=== Texto proporcionado ===
Revista de las Españas
Madrid, octubre-diciembre de 1930
año V, número 50-52
páginas 503-505

José María Salaverría

El castellano en América

Por temporadas, y obedeciendo a no se sabe qué necesidades de polémica obligatoria, suele suscitarse en Buenos Aires la cuestión del habla argentina. Cómo debe hablarse el castellano en el país; si se debe hablar en castellano o en algún otro lenguaje substitutivo; si no es hora ya de que a la jerga de los arrabales porteños se le atribuya el título de idioma nacional, &c., &c. Sobre este que llamaríamos problema filológico pintoresco, existe una literatura copiosa, y yo mismo, en mis diferentes permanencias en la Argentina, he podido conocer bastantes textos de esta literatura y asistir como espectador a varios episodios de la célebre polémica.

No diré que la cuestión absorba mi mente en una forma exagerada; pero, al fin, uno tiene que preocuparse por el idioma que habla y ama, y así confesaré que una de mis primeras indagaciones, tan pronto como pisé el suelo de Buenos Aires, fue destinada a averiguar si, en efecto, en la Argentina se usa un lenguaje diferente del castellano. En seguida pude comprobar que las personas que nacieron en el país y han recibido una seria educación escolar y universitaria, hablaban un castellano correcto y corriente, tan corriente y correcto como para algunas provincias de España desearíamos. Después examiné los diarios, y no sin sorpresa pude descubrir que los buenos periódicos de Buenos Aires aparecen redactados en un castellano, perfectamente correcto, tan correcto como puede ser el de los periódicos de Madrid. Todavía ofreció mejores resultados mi indagación en este respecto, porque observé que no había ocurrido un descenso en la dignidad idiomática de los diarios, sino un aumento positivo y visible.

Actualmente, los diarios de Buenos Aires están escritos más «castellanamente» que hace quince años. Por lo mismo que la cultura y la educación han crecido en el país en los últimos quince años de notable manera.

Alguien podría presentarme ejemplos al revés. Cierto. Hay numerosas gentes que maltratan el castellano al hablar, y otras muchas que lo maltratan al escribirlo con pretensiones literarias. Pero esto no se logrará evitar mientras los trasatlánticos lleven inmigrantes extranjeros que, prevaliéndose de la amplísima libertad que les otorga el país se arriesgan a escribir en un idioma que no conocen sino por la superficie. Si se pretende elevar esta especie de caricatura de idioma a la categoría de «idioma argentino», no vale la pena, realmente, de seguir tratando la cuestión. Pues, claro está, el mal lenguaje de los malos escritores en ningún país se ha tomado nunca en cuenta. Es el idioma que usan los Larreta, los Lugones, los Ricardo Rojas, los Capdevila, los Gálvez, el que naturalmente ha de considerarse. Y este idioma se me figura a mí que no se diferencia nada del que usamos en España los literatos modernos.
===
__Consigna 1__:
Según el texto, ¿de qué autores es el idioma que ha de considerarse?
El texto y los registros vienen de fuentes distintas.
=== Datos proporcionados ===
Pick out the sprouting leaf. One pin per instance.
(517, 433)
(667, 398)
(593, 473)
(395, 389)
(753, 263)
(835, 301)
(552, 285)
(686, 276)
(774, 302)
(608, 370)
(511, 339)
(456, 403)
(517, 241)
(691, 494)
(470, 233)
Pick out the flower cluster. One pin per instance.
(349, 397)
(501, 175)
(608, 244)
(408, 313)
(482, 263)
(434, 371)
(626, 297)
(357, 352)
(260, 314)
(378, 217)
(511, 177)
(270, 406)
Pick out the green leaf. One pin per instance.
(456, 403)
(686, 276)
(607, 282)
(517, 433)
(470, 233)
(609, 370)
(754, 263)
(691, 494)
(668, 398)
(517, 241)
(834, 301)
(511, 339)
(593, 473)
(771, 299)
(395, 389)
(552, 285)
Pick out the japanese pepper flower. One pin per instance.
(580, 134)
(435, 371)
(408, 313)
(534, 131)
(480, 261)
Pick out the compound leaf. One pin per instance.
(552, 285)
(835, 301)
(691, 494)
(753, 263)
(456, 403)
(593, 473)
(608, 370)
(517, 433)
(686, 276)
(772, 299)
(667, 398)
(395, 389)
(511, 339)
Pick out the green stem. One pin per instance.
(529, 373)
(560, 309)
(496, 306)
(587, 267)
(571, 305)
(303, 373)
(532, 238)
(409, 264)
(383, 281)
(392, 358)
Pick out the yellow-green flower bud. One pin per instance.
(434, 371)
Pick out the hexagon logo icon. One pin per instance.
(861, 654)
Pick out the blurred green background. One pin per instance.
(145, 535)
===
=== Datos proporcionados ===
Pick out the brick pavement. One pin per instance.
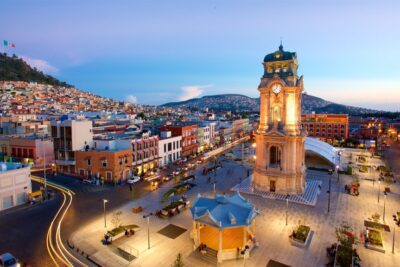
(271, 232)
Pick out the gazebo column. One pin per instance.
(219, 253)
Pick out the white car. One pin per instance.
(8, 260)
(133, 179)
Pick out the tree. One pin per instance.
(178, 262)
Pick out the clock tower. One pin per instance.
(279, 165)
===
__Consigna 2__:
Muestra cada línea de los registros donde aparezca la palabra "leaf".

__Respuesta escrita 1__:
De Larreta, Lugones, Ricardo Rojas, Capdevila y Gálvez.

__Respuesta escrita 2__:
Pick out the sprouting leaf. One pin per instance.
Pick out the green leaf. One pin per instance.
Pick out the compound leaf. One pin per instance.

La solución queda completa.